*Aim*. It is required that all of the data be written out exactly.

*Entries*.
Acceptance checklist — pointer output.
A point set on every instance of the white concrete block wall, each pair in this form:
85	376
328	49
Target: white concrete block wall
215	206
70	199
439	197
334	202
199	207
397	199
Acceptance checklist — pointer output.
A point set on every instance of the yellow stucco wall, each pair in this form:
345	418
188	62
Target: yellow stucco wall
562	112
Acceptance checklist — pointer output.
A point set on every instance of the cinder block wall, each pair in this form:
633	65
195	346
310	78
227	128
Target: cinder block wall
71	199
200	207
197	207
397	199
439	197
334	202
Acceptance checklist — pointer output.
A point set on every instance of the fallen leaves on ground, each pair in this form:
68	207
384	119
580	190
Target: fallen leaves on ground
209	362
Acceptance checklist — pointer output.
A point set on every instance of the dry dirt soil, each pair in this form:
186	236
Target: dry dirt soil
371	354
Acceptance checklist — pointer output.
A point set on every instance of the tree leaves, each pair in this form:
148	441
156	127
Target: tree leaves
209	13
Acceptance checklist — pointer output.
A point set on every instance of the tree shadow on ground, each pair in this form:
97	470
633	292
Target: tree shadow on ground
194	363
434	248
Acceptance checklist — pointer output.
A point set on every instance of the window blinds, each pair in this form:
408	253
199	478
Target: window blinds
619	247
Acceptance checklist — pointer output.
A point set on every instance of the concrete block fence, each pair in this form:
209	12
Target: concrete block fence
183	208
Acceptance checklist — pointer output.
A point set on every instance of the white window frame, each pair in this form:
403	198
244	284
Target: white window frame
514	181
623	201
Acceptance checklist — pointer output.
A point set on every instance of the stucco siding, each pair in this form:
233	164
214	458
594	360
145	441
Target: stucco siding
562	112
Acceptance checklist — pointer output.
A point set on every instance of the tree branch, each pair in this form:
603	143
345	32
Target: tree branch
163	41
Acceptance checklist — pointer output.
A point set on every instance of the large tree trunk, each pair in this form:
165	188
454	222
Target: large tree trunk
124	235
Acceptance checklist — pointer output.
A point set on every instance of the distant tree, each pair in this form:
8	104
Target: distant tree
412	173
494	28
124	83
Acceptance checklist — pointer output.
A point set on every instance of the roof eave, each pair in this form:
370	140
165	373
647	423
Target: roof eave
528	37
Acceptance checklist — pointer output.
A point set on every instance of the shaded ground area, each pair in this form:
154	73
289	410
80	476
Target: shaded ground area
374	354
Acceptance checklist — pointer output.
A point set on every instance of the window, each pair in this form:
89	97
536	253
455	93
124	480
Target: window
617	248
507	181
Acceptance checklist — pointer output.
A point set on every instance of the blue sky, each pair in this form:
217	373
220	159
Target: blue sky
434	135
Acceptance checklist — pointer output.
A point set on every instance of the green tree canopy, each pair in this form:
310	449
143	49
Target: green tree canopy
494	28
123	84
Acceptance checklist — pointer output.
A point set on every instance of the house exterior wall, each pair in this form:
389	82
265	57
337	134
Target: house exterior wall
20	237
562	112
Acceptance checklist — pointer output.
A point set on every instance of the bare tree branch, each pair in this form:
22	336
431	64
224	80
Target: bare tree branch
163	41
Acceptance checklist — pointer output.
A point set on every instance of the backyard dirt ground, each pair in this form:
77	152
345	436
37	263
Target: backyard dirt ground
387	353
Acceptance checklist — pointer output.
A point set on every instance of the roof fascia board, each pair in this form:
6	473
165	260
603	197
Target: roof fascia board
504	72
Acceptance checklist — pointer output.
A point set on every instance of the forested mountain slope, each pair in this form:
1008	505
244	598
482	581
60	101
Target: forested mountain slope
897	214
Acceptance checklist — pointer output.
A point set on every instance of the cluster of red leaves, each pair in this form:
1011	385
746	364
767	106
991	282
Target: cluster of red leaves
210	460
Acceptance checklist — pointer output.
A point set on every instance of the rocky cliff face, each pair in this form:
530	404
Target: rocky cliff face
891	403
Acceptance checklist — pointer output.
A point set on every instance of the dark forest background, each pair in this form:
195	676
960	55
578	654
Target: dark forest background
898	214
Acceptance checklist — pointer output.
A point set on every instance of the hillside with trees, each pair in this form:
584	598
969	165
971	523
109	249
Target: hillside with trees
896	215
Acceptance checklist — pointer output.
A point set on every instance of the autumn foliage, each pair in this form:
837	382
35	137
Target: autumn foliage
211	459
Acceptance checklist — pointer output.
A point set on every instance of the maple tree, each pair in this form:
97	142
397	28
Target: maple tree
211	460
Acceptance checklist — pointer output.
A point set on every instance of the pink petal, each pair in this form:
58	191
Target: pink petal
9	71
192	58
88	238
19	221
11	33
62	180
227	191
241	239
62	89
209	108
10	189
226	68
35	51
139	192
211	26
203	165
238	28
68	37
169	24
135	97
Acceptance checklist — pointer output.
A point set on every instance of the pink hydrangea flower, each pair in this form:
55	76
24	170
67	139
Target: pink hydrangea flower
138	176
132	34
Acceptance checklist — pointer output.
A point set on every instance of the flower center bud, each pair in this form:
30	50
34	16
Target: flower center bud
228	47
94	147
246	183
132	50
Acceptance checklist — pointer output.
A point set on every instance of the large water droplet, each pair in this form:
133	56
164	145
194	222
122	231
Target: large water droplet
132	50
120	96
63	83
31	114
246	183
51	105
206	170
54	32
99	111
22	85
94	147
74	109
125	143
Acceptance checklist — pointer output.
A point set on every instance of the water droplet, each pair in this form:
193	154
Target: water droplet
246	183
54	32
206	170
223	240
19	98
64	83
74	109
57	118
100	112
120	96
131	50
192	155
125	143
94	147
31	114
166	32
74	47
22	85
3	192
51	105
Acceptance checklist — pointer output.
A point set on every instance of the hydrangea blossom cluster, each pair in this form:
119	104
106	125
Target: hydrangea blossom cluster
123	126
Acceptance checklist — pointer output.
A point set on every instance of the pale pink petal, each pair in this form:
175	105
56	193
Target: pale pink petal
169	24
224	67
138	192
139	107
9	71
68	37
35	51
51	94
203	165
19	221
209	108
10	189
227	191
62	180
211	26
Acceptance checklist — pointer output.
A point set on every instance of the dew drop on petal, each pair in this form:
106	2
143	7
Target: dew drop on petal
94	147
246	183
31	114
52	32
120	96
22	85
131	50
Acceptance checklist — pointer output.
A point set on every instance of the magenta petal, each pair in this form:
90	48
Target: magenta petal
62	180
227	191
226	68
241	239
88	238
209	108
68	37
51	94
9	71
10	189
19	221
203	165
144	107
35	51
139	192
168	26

*Completed exercise*.
Acceptance checklist — pointer output.
A point set on every instance of the white concrete block wall, each pair in this form:
85	376
328	49
Target: white concrete block wall
215	206
70	199
439	197
334	202
199	207
397	199
Acceptance checklist — pointer output.
A point set on every instance of the yellow stucco wall, each pair in this form:
345	418
188	62
Target: yellow stucco wall
562	112
Acceptance checklist — pointer output.
A point set on every instance of the cinder block wall, each pair in this form:
633	65
195	346
310	78
227	128
Target: cinder block wall
71	199
200	207
197	207
397	199
439	197
334	202
Acceptance checklist — pointer output.
A point set on every instance of the fallen leaves on ground, each pair in this form:
68	207
384	119
580	190
Target: fallen leaves on ground
209	362
Acceptance checklist — pointer output.
A point set on every instance of the dry dirt soil, each pair in this form:
186	236
Target: dry dirt soil
371	354
Acceptance checklist — pointer output.
A point set on every instance of the tree leaves, each pair in this form:
148	441
156	127
Target: tree leaves
209	13
Acceptance checklist — pointer output.
A point set on every instance of the tree shadow on ground, each pair in this form:
97	470
633	292
Target: tree shadow on ground
194	363
434	248
Acceptance checklist — pointer output.
A point set on every instance of the window blinds, each pair in this form:
408	253
199	478
Target: window blinds
619	247
Acceptance checklist — pointer output.
A point set on every instance of the concrete block fence, each pair in this form:
209	12
Target: concrete block fence
183	208
Acceptance checklist — pointer output.
A point set on every instance of the white window frame, each pair in this form:
403	198
244	284
Target: white window frame
514	181
623	201
Acceptance checklist — pointer output.
A point set on every instance of the stucco siding, each pair in this form:
233	164
214	458
594	360
145	441
Target: stucco siding
562	112
Acceptance checklist — pointer output.
A point set on every instance of the tree branch, each pair in this form:
603	143
345	32
Target: tree branch
163	41
Acceptance checklist — pointer output.
A point set on every instance of the large tree trunk, each pair in this form:
165	188
454	222
Target: large tree trunk
124	235
Acceptance checklist — pointer output.
A point set on every instance of the distant tree, each pair in this form:
8	104
Target: distant tree
412	173
494	28
124	83
Acceptance checklist — pointer output.
A point set on every instance of the roof eave, each pair in this form:
370	140
165	373
647	423
Target: roof eave
528	37
Acceptance checklist — pointer output.
A point set on every instance of the shaded ground area, each pair in this form:
154	73
289	410
80	476
Target: shaded ground area
374	354
Acceptance checklist — pointer output.
A point set on every instance of the window, each pair in this form:
89	97
536	253
455	93
124	480
Target: window
617	248
507	181
Acceptance checklist — pointer output.
A point set on every instance of the blue sky, each pair in this form:
217	373
220	159
Target: blue sky
434	135
Acceptance checklist — pointer output.
A point set on every instance of the green tree canopy, each pair in this form:
310	449
143	49
Target: green tree canopy
494	28
123	84
Acceptance checklist — pointer output.
A point set on every instance of the house exterior wall, each pair in this form:
389	82
265	57
337	134
Target: house exterior wall
20	237
562	112
Acceptance checklist — pointer output.
A point set on every instance of the bare tree branch, each pair in this form:
22	336
431	64
224	80
Target: bare tree branch
163	41
Acceptance checklist — pointer output.
A point set on every instance of the backyard dirt ground, each pair in this form:
77	152
345	436
37	263
Target: backyard dirt ground
387	353
Acceptance checklist — pointer output.
A point set on every instance of the roof fascia board, each pair in this form:
6	473
165	260
603	197
Target: roof fascia board
504	72
Acceptance checklist — pointer output.
A point set on every instance of the forested mountain slope, each pair in this form:
1008	505
244	598
482	581
60	101
Target: forested mountain slope
897	214
Acceptance checklist — pointer output.
A point set on every instance of the cluster of red leaves, each pair in this form:
1011	385
746	364
767	106
991	282
Target: cluster of red leaves
210	460
Acceptance checklist — pointer output.
A point set on every instance of the rocky cliff face, each pair in this form:
530	404
Target: rocky cliff face
891	403
Acceptance checklist — pointer output.
A point set on every instance of the dark forest background, each pair in this form:
195	676
960	55
578	654
Target: dark forest background
898	214
Acceptance checklist — pointer output.
A point set on every instance of the hillside with trees, each pair in this form:
584	598
969	165
971	523
109	249
Target: hillside with trees
896	215
Acceptance checklist — pointer output.
A point set on every instance of the autumn foliage, each pair in this form:
837	382
35	137
Target: autumn foliage
211	459
Acceptance checklist — pointer output.
A point set on every instance of the maple tree, each pair in this form:
97	142
397	28
Target: maple tree
211	460
Acceptance checklist — pointer output.
A point set on every instance of the pink petal, each pair in this form:
58	191
Target: pink petal
9	71
192	58
88	238
19	221
11	33
62	180
227	191
241	239
62	89
209	108
10	189
226	68
35	51
139	192
211	26
203	165
238	28
68	37
169	24
135	97
Acceptance checklist — pointer output.
A point set on every instance of the pink hydrangea flower, each pair in this form:
55	76
24	170
67	139
Target: pink hydrangea flower
138	176
132	34
Acceptance checklist — pointer output.
A point set on every instance of the flower center bud, each pair in this form:
30	50
34	16
Target: flower center bud
228	47
94	147
246	183
132	50
Acceptance checklist — pointer output.
A point set on every instance of the large water droplet, each pair in this form:
133	56
164	145
194	222
122	231
Target: large water droplet
132	50
120	96
63	83
31	114
246	183
51	105
206	170
54	32
99	111
22	85
94	147
74	109
125	143
Acceptance checklist — pointer output.
A point set on every instance of the water droplet, each pair in this form:
193	154
Target: water droplet
246	183
54	32
206	170
223	240
19	98
64	83
74	109
57	118
100	112
120	96
131	50
192	155
125	143
94	147
31	114
166	32
74	47
22	85
3	192
51	105
Acceptance checklist — pointer output.
A point set on every instance of the hydrangea blossom cluster, each pair in this form:
119	104
106	125
Target: hydrangea blossom cluster
123	126
Acceptance checklist — pointer output.
A point set on every instance of the pale pink petal, each pair in this form:
175	105
56	193
Target: pale pink petal
169	24
224	67
138	192
139	107
9	71
68	37
35	51
51	94
203	165
19	221
209	108
10	189
227	191
62	180
211	26
Acceptance checklist — pointer output.
A point set on every instance of the dew drop on petal, each pair in this form:
106	2
143	7
Target: dew drop on petal
94	147
246	183
31	114
52	32
120	96
22	85
131	50
Acceptance checklist — pointer output.
A point set on every instance of the magenta petal, each pair in this form:
90	48
Target: magenta petal
62	180
227	191
226	68
241	239
88	238
209	108
68	37
51	94
9	71
10	189
19	221
203	165
144	107
35	51
139	192
168	26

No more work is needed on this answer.